# Information provided
· · · · · · ·
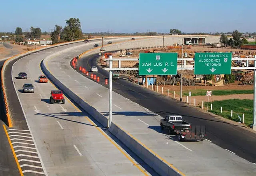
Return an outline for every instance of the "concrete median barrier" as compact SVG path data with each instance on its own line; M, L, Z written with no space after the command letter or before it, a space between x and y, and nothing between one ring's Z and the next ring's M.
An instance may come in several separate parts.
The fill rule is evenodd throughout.
M107 126L108 119L106 116L68 88L48 70L46 66L47 59L46 58L42 61L41 66L43 71L48 77L65 94L100 123L103 126ZM180 173L179 171L171 164L114 123L112 123L109 131L160 175L184 175L182 173Z

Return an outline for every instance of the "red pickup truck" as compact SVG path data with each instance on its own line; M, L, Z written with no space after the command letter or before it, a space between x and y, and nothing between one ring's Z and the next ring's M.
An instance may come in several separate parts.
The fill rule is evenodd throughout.
M51 104L54 103L62 102L65 104L65 99L63 96L63 92L61 90L54 90L51 91L51 96L50 98Z

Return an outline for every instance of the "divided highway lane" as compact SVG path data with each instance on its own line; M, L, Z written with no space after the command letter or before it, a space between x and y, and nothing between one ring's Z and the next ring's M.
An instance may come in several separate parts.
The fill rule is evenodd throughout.
M87 45L72 48L72 52L62 56L62 59L81 53L80 49L90 48L91 45ZM27 56L17 61L12 69L15 90L48 175L156 175L139 158L133 156L135 159L132 158L106 135L104 129L98 127L66 98L64 104L50 104L50 90L56 88L50 83L37 82L42 74L39 64L47 56L60 50L59 47L47 50L48 54ZM58 66L62 66L61 63L55 63L55 69L62 78L72 79L67 76L64 68L62 70ZM16 79L21 71L27 72L27 80ZM35 86L35 93L22 92L25 82Z
M79 60L78 64L86 68L95 66L97 64L96 57L96 55L94 54L81 58ZM108 72L99 69L98 76L108 78ZM104 83L102 84L106 86ZM113 80L113 89L114 92L163 117L166 114L178 114L183 116L186 121L192 124L206 125L207 139L222 148L231 150L249 161L256 163L256 152L252 150L256 146L255 133L222 121L210 114L190 108L178 101L126 80ZM160 131L158 125L151 128L157 131Z

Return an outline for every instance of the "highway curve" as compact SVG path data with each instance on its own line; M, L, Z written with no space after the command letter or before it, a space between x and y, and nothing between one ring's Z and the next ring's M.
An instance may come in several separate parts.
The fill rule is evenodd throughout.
· · · · · · ·
# What the task requires
Could you give the stretch from the start of the records through the line that contains "M107 126L108 119L106" again, replacing "outline" with "contour" and leaving everything else unchanged? Leave the pictures out of your answer.

# Solved problem
Return an contour for every instance of the "concrete median barrier" as compact SVG path data with each instance on its own line; M, L, Z written with no space after the command letter or before it, a space between x and y, and nothing between one ring's Z and the next ring's M.
An instance may come in several separate parts.
The fill rule is evenodd throughout.
M107 126L108 119L106 116L68 88L48 70L46 66L47 59L46 58L42 61L41 66L43 71L48 77L65 94L100 123L103 126ZM180 173L179 171L171 164L114 123L112 123L109 131L160 175L184 175L182 173Z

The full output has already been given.